El escritor Juan Carlos Martín Cobano escribe sobre la reciente obra publicada por el poeta peruano-salmantino, tres textos traducidos a doce idiomas
Ha terminado el año 2017. Se cumplían quinientos años del inicio de un movimiento de Reforma en la cristiandad europea que cambió el mundo y que sigue afectando a la manera de entender a Dios, la fe y la Revelación en millones de personas, fundamentalmente porque consiste en desarmar todos los andamiajes propios de las estructuras de poder, de las tradiciones, de los principios espurios de autoridad, de la usurpación de honores que solo al Creador corresponden, para, libres de intermediarios impuestos o adquiridos, retomar la relación directa con el Padre, precioso privilegio de la gracia, de gracia, de gratia, gratis, pero a precio de la sangre del Cordero. Redescubrir ese regalo bien podía costar la persecución, el destierro o la muerte, valía la pena.
Lamentablemente, no tardaron mucho los reformadores en reconstruir sus propias versiones de aquellos andamiajes que tanto costó derribar, volviendo a tapar con religión humana la presencia del de "las manos mendigas, galileo antes y ahora". Por eso decimos adiós a ese quinto centenario sin demasiada pena, porque entendemos la urgencia de lo que tenemos delante: incesantes ráfagas de reforma.
La frase de los reformadores era Ecclesia reformata Semper reformanda, secundum Verbum Dei. Y ahí estamos. Por eso el primer poema comienza "entre el ayer y el hoy" y termina "antes y ahora". Miramos al pasado, pero nuestra misión está en el presente.
RÁFAGA DE REFORMA
Entre el ayer y el hoy
unas centurias de
sol cegante,
seguidas de mortajas
en el cielo.
Me obsequiaron trajes
que no estrené.
Me leyeron leyes
inverosímiles.

[Datos de etiquetado por coordenadas]
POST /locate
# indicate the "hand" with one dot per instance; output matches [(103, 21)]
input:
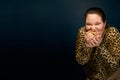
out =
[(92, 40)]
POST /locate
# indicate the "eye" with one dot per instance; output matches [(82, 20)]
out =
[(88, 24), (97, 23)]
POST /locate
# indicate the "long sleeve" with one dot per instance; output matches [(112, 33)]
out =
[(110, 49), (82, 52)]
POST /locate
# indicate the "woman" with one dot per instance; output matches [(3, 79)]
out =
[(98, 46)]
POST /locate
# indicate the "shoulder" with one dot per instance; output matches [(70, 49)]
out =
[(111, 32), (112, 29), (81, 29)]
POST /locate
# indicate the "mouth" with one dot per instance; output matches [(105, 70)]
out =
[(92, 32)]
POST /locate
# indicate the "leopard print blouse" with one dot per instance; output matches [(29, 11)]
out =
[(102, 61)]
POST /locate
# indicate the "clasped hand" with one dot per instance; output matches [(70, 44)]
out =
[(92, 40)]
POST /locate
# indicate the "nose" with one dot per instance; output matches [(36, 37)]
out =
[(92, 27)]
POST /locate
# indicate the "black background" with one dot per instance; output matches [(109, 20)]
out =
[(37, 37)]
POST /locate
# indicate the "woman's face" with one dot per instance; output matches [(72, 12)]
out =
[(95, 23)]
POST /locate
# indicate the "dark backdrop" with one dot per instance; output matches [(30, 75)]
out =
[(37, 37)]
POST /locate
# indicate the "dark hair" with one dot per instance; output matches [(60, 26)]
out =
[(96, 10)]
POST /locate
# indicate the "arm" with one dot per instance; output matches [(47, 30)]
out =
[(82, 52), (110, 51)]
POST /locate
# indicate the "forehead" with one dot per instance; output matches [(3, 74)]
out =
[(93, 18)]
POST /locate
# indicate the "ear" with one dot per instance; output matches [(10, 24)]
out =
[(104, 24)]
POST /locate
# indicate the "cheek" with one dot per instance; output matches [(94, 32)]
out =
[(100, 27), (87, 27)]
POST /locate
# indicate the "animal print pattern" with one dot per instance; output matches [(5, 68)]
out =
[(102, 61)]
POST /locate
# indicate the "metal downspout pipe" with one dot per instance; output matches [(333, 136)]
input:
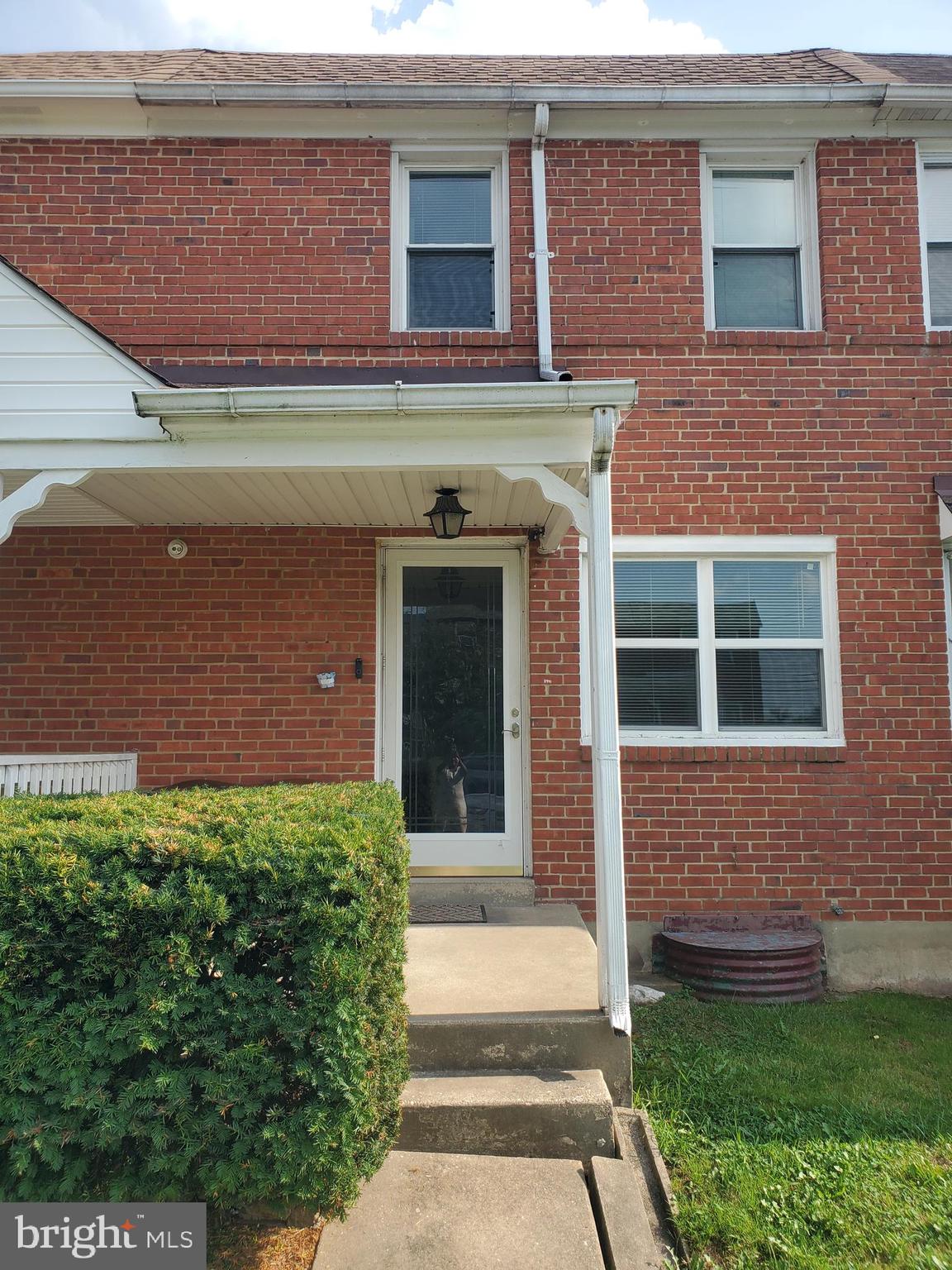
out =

(TAREAS PROPUESTAS):
1) Imprime el fragmento del texto sobre la Reforma que va de "La frase de" a "en el presente.".
2) ¿Qué líneas de los registros contienen la palabra "dark"? Localízalas y cópialas todas.
El texto y los registros no guardan relación entre sí.

(RESPUESTAS POR TAREA):
1)
La frase de los reformadores era Ecclesia reformata Semper reformanda, secundum Verbum Dei. Y ahí estamos. Por eso el primer poema comienza "entre el ayer y el hoy" y termina "antes y ahora". Miramos al pasado, pero nuestra misión está en el presente.

2)
# indicate the "dark backdrop" with one dot per instance; output matches [(30, 75)]
# indicate the "dark hair" with one dot per instance; output matches [(60, 26)]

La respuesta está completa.